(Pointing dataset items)
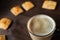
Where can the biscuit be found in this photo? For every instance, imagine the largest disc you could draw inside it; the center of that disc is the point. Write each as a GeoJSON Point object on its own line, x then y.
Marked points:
{"type": "Point", "coordinates": [16, 10]}
{"type": "Point", "coordinates": [49, 5]}
{"type": "Point", "coordinates": [2, 37]}
{"type": "Point", "coordinates": [27, 5]}
{"type": "Point", "coordinates": [4, 23]}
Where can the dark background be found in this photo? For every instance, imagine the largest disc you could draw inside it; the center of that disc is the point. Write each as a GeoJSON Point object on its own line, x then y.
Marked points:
{"type": "Point", "coordinates": [18, 29]}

Goal of the exercise:
Can you copy out every line of the items above word for word, leaving out the pictures?

The result:
Where can the biscuit be found in this photo? For every instance, imagine the largest disc you could draw inside it; the center of that disc is the point. Write each as a GeoJSON Point object on its own line, x then y.
Marked points:
{"type": "Point", "coordinates": [16, 10]}
{"type": "Point", "coordinates": [49, 5]}
{"type": "Point", "coordinates": [2, 37]}
{"type": "Point", "coordinates": [27, 5]}
{"type": "Point", "coordinates": [4, 23]}
Where can the dark background be found in this photo? For every instance, imagine the largest disc you could draw inside it; the center of that disc is the point. Write each as a GeoJSON Point object on its own line, x then y.
Marked points:
{"type": "Point", "coordinates": [18, 29]}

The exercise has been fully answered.